* **REQUIREMENT 1**
Translate this sentence from the essay on worrying about children into Spanish: "Although we all know that worrying itself is futile, we still worry."
* **REQUIREMENT 2**
Please summarize the essay on worrying about children in two sentences.
* **REQUIREMENT 3**
Pick up the essay on worrying about children after its last sentence and continue it.

[SELECTED EXTRACT Boundary: Start]

Worrying about your children is pointless.
Vaani and I host a quarterly Event Series called Heart of Matter – Happiness Conversations along with the InKo Centre here in Chennai. At last weekend’s edition, we were in conversation with parents of special children. We talked about how parents coped with their new realities, and how they demonstrated grit and acceptance, to help their children pave inspirational paths. One of the parents, M.S.Ramesh, who is the father of entrepreneurs Sriram and Sunder Ram (both of whom were struck by cerebral palsy in their childhood) of Twin Twigs, had this to say: “When the doctors gave me this diagnosis about my children, my first reaction was ‘what next’….I didn’t ask ‘why’ or ‘why us’…I just moved on practically, to consider the next course of action.”
I find phenomenal value in embracing Ramesh’s approach and philosophy to parenting. Although we all know that worrying itself is futile, we still worry. Worse, we worry more about our children, than about ourselves, only because we feel protective towards and possessive about them.
As parents, all of us want our children to live comfortable and happily. We don’t wish that pain, in any form, touch them. Now, the truth is, what we wish for as parents is never going to happen. Our children are going to encounter pain, they are going to suffer if they don’t learn to be accepting of the Life that they get, they are going to be unhappy until they learn how to live in this world and yet be above it. Important, our children are possibly going to end up making the same mistakes that we made and what we don’t want them to make. They are more likely to reject our sage counsel than accept them. They are sure to stumble, fall down, grope in the dark, fight, resist, kick-about and then come around to discovering that their parents (aka us) were, after all, right. A young lady, in her late 20s now, we met last week said how much she could relate to what her parents had told her during her adolescent years and through young adulthood. “I feel they were sincere and profound with their perspectives. Every word rings true now,” she confessed.

[SELECTED EXTRACT Boundary: End]
[RECORD SET Boundary: Start]

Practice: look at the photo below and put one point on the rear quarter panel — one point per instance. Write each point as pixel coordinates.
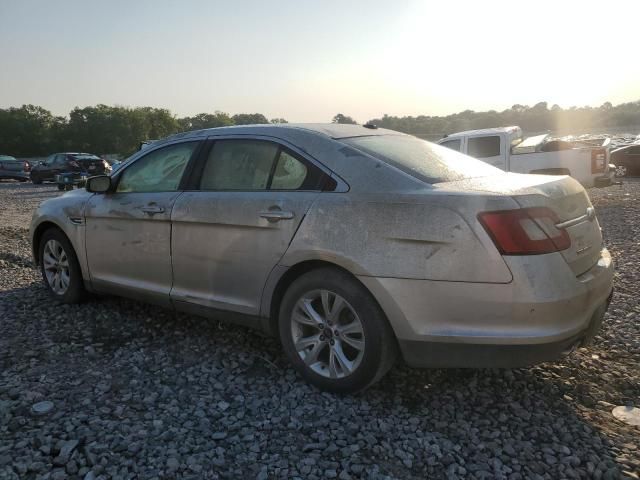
(67, 213)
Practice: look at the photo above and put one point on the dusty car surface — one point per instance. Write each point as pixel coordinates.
(59, 163)
(350, 243)
(12, 168)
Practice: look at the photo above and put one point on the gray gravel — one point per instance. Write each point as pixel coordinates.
(139, 392)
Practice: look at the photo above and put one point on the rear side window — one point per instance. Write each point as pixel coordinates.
(426, 161)
(238, 165)
(452, 144)
(483, 147)
(249, 165)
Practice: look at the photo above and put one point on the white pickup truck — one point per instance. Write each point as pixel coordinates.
(505, 148)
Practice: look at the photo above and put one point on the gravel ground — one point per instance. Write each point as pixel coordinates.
(139, 392)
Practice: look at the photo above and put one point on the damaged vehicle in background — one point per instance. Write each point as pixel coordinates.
(349, 243)
(69, 168)
(507, 149)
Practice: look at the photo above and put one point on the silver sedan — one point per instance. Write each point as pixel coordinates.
(354, 245)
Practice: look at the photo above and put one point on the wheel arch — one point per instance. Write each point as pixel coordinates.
(276, 294)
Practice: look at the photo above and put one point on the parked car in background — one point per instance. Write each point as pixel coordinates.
(505, 148)
(347, 242)
(60, 163)
(12, 168)
(627, 160)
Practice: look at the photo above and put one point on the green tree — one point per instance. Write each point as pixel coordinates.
(28, 131)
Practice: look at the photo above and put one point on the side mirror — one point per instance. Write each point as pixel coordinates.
(98, 184)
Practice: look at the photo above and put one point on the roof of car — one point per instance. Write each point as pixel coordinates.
(331, 130)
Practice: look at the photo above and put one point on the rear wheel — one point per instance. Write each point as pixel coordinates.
(60, 268)
(334, 332)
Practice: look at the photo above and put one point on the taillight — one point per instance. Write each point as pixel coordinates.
(525, 231)
(598, 160)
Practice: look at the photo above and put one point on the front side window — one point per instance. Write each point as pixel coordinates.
(250, 165)
(158, 171)
(483, 147)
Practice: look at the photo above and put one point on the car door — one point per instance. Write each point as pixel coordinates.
(128, 230)
(487, 148)
(229, 232)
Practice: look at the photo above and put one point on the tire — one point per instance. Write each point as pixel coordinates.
(359, 322)
(621, 171)
(57, 247)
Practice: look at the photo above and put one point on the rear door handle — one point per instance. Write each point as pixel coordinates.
(276, 215)
(152, 209)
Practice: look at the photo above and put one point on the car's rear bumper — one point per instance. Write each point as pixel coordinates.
(544, 312)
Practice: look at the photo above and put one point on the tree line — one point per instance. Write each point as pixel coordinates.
(32, 131)
(535, 119)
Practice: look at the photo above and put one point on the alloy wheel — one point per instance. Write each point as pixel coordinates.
(327, 334)
(56, 267)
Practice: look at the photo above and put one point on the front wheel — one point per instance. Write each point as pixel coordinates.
(334, 332)
(60, 268)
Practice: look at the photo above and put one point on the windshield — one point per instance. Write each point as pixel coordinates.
(429, 162)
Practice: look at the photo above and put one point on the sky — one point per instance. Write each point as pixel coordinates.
(307, 60)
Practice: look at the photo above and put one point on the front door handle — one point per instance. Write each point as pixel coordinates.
(152, 209)
(276, 215)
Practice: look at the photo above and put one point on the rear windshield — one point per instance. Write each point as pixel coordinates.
(424, 160)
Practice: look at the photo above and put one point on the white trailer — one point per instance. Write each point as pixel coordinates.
(505, 148)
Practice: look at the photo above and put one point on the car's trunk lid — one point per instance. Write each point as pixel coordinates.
(562, 194)
(90, 165)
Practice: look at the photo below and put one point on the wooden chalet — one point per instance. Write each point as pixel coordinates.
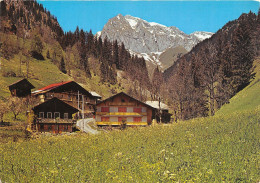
(160, 111)
(54, 116)
(71, 93)
(123, 108)
(21, 88)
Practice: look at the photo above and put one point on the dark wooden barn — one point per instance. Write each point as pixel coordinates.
(54, 116)
(21, 88)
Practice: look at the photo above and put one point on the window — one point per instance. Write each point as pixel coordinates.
(104, 119)
(56, 115)
(49, 115)
(120, 119)
(50, 127)
(104, 109)
(121, 109)
(66, 115)
(137, 119)
(138, 109)
(41, 114)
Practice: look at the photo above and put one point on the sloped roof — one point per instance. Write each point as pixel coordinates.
(122, 93)
(155, 104)
(21, 83)
(55, 102)
(67, 85)
(95, 94)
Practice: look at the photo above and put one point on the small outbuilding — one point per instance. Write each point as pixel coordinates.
(122, 108)
(160, 111)
(21, 88)
(54, 116)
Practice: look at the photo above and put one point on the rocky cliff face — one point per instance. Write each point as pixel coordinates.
(148, 38)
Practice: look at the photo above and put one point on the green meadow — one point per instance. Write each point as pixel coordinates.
(221, 148)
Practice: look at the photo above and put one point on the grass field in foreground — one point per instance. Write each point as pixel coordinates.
(221, 148)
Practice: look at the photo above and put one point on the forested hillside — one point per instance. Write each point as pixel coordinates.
(216, 69)
(34, 46)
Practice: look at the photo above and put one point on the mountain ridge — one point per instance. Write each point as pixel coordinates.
(148, 39)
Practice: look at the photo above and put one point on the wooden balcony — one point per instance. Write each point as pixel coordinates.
(108, 123)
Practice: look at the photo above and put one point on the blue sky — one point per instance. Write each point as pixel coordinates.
(188, 16)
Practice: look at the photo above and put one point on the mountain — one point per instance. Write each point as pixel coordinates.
(148, 39)
(216, 69)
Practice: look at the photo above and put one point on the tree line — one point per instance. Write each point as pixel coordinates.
(216, 69)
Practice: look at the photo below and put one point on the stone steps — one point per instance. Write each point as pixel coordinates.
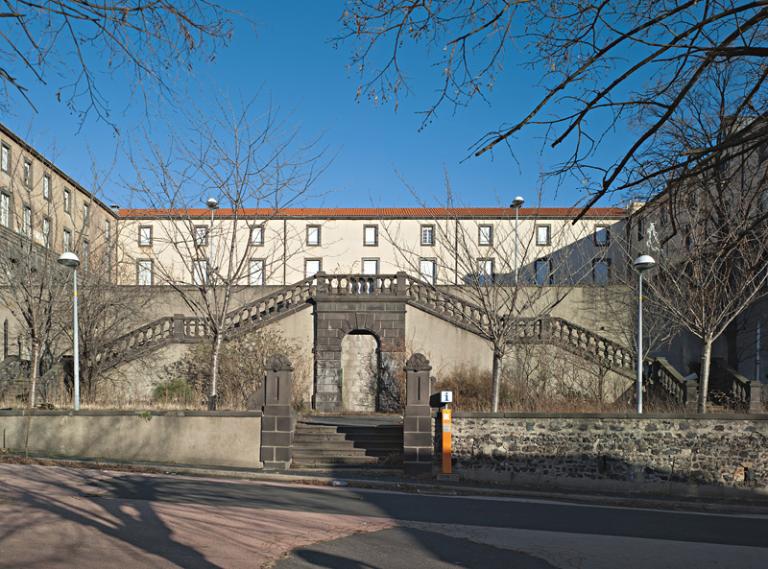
(334, 445)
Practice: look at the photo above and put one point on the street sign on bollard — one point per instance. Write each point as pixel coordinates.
(445, 416)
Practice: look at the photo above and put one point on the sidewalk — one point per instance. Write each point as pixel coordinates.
(395, 480)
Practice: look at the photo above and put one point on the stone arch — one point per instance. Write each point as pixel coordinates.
(335, 318)
(360, 370)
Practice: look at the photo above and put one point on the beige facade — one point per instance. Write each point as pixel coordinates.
(444, 246)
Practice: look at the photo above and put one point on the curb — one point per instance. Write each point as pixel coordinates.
(756, 506)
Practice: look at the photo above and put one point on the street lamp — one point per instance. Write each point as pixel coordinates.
(642, 263)
(213, 205)
(71, 261)
(516, 204)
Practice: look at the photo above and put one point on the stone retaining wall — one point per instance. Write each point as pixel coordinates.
(173, 437)
(614, 452)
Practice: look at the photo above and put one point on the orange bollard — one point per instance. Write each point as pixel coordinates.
(445, 416)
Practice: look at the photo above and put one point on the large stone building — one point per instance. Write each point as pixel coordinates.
(380, 282)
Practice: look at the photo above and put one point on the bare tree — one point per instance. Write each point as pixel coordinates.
(506, 274)
(606, 67)
(713, 253)
(80, 42)
(239, 159)
(32, 285)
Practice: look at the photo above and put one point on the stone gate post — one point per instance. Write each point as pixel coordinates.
(277, 422)
(418, 444)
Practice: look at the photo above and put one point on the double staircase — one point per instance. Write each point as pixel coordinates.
(323, 443)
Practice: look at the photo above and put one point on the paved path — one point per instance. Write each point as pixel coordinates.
(60, 517)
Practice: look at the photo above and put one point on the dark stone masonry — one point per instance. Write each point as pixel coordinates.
(727, 451)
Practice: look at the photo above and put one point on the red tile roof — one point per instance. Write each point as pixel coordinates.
(377, 213)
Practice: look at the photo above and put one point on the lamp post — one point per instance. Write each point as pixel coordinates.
(642, 263)
(71, 261)
(516, 204)
(213, 205)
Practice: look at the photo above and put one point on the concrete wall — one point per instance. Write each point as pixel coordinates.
(654, 453)
(200, 439)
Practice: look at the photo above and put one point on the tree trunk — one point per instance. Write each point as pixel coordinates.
(34, 366)
(706, 359)
(496, 381)
(215, 371)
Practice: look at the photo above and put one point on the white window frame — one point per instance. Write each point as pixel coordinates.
(483, 264)
(5, 158)
(47, 187)
(46, 231)
(376, 263)
(549, 275)
(26, 221)
(5, 209)
(431, 241)
(374, 233)
(431, 275)
(547, 237)
(26, 173)
(145, 240)
(200, 235)
(257, 231)
(144, 268)
(307, 273)
(485, 235)
(200, 274)
(318, 234)
(256, 272)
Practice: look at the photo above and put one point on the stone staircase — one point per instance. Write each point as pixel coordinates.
(347, 443)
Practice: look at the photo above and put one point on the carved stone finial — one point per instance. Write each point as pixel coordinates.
(279, 362)
(418, 362)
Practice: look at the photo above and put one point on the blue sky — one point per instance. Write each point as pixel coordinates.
(287, 56)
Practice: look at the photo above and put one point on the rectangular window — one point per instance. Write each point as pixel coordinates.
(601, 271)
(5, 158)
(312, 267)
(543, 235)
(145, 236)
(47, 187)
(256, 272)
(201, 235)
(26, 221)
(257, 235)
(200, 272)
(543, 272)
(313, 235)
(46, 232)
(485, 235)
(370, 266)
(427, 235)
(370, 235)
(26, 173)
(485, 270)
(5, 210)
(428, 270)
(602, 235)
(144, 272)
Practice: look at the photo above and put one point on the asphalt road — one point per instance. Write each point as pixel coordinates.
(59, 517)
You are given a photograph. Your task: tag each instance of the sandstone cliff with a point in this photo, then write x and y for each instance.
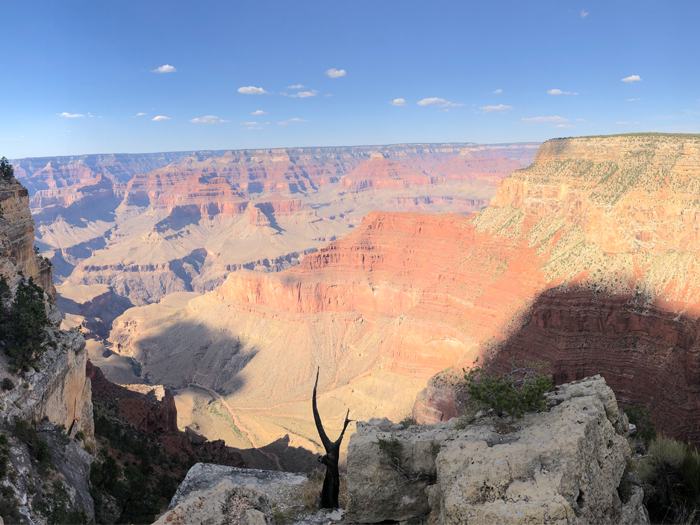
(407, 295)
(563, 465)
(189, 219)
(560, 466)
(52, 399)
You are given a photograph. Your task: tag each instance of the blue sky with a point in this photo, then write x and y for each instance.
(100, 60)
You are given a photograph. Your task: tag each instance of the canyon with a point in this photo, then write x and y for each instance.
(584, 259)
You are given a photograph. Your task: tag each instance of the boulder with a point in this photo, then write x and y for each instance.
(563, 465)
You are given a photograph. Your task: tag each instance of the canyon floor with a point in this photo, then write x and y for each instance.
(137, 240)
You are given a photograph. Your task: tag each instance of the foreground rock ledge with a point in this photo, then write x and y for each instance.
(559, 466)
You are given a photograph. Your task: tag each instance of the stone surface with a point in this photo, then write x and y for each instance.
(215, 494)
(559, 466)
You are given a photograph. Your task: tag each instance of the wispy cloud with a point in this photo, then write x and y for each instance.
(440, 101)
(560, 92)
(500, 107)
(304, 94)
(546, 119)
(335, 73)
(164, 69)
(285, 122)
(208, 119)
(632, 78)
(252, 90)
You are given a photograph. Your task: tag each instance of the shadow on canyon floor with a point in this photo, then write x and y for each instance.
(192, 353)
(647, 351)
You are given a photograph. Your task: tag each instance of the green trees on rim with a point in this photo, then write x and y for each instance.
(520, 390)
(23, 321)
(7, 172)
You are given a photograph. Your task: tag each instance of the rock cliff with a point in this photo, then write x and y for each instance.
(48, 404)
(407, 295)
(189, 219)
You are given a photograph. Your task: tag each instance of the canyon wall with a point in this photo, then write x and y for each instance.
(151, 225)
(588, 251)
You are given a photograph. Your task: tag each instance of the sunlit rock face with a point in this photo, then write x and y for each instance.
(151, 225)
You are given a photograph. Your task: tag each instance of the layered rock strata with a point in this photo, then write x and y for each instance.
(560, 466)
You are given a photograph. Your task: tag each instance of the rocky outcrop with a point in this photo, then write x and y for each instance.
(560, 466)
(218, 494)
(148, 408)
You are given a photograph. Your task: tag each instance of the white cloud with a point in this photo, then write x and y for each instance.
(285, 122)
(441, 101)
(500, 107)
(305, 94)
(252, 90)
(546, 119)
(560, 92)
(430, 101)
(164, 69)
(208, 119)
(632, 78)
(335, 73)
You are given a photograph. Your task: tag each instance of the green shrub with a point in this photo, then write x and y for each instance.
(521, 390)
(670, 476)
(23, 322)
(7, 172)
(4, 456)
(38, 449)
(55, 505)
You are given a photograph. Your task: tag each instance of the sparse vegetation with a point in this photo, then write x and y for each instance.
(38, 449)
(55, 505)
(23, 322)
(520, 390)
(7, 172)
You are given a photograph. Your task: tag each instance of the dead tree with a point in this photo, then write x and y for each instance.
(331, 483)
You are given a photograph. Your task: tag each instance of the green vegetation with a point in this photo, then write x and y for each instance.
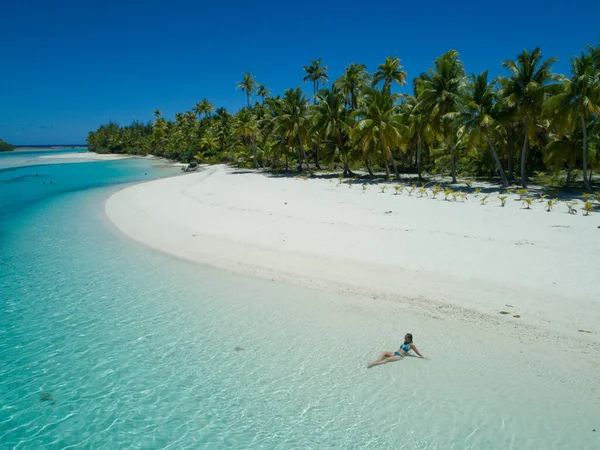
(6, 147)
(528, 202)
(531, 122)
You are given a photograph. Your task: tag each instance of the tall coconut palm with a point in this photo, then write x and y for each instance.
(247, 85)
(479, 118)
(441, 93)
(246, 130)
(263, 92)
(580, 96)
(334, 123)
(415, 116)
(527, 88)
(316, 73)
(380, 126)
(391, 70)
(204, 107)
(291, 119)
(351, 83)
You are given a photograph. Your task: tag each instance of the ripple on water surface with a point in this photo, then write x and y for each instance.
(106, 344)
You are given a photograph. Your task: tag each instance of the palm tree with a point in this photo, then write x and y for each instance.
(204, 107)
(391, 70)
(441, 93)
(526, 90)
(316, 73)
(334, 123)
(380, 126)
(580, 96)
(246, 130)
(263, 92)
(247, 85)
(291, 119)
(479, 116)
(351, 83)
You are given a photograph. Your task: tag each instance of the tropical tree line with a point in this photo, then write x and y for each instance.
(508, 128)
(5, 146)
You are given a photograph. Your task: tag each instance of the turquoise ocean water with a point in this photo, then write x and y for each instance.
(107, 344)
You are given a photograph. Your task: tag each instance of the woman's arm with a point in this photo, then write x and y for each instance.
(414, 347)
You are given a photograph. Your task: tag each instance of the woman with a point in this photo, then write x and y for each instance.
(397, 356)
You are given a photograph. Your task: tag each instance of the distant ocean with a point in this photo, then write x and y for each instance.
(107, 344)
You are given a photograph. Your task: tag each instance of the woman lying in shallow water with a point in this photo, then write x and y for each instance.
(386, 357)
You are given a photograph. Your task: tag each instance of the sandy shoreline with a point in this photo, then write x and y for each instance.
(439, 257)
(83, 157)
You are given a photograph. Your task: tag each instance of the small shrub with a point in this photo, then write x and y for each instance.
(528, 202)
(550, 204)
(447, 193)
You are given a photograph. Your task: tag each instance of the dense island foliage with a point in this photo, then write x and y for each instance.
(6, 147)
(508, 128)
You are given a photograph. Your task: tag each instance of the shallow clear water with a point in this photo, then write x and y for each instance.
(107, 344)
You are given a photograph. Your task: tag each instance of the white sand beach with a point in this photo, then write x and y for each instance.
(517, 267)
(82, 157)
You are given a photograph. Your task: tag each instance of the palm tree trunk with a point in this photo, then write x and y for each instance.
(303, 153)
(510, 143)
(497, 160)
(586, 180)
(394, 166)
(524, 156)
(452, 165)
(387, 168)
(419, 156)
(347, 172)
(256, 166)
(369, 167)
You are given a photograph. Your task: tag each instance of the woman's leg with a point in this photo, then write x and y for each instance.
(385, 360)
(382, 357)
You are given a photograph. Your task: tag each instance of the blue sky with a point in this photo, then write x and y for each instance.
(69, 66)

[RECORD SET Boundary: End]

* **RESPONSE 1**
Aunque todos sabemos que preocuparse en sí es inútil, seguimos preocupándonos.

* **RESPONSE 2**
At a Chennai event with parents of special children, M.S.Ramesh said that when his sons were diagnosed with cerebral palsy, he asked "what next" rather than "why." The essay embraces his approach and argues that worrying about children is pointless, because they will inevitably face pain, repeat their parents' mistakes and often only later discover that their parents were right.

* **RESPONSE 3**
So between two points of view – of the parent in Ramesh and the child in the young lady – I guess we have a pragmatic approach that’s worth considering. Keeping my focus on parenting and on parents’ tendency to get keyed up about their children, I would just say this: take a chill pill.
No amount of worrying about your children is going to make their Life journey simpler or easier. If you have children who are not taking your advice, please tell them what you have to say, and then let them go do what they want. If you have children who are dealing with a crisis that they can’t resolve or you can’t help them solve, pray for them if you believe in the power of prayer; if you don’t believe in prayer, just let them be and trust the process of Life. After all, you too have waged so many battles in and with Life to be where you are today. So simply trust that your children too will get past their crisis phases.
No matter how hard you try, you can’t live your children’s lives. No matter how much you wish, you can’t make their lives any more comfortable. No matter how much you want to, you can’t prevent them from going through their share of pain, unhappiness, suffering and catharsis. So, stop worrying about your children. As Khalil Gibran (1883~1931) has said, “…They are not your children…They are sons and daughters of Life’s longing for itself.”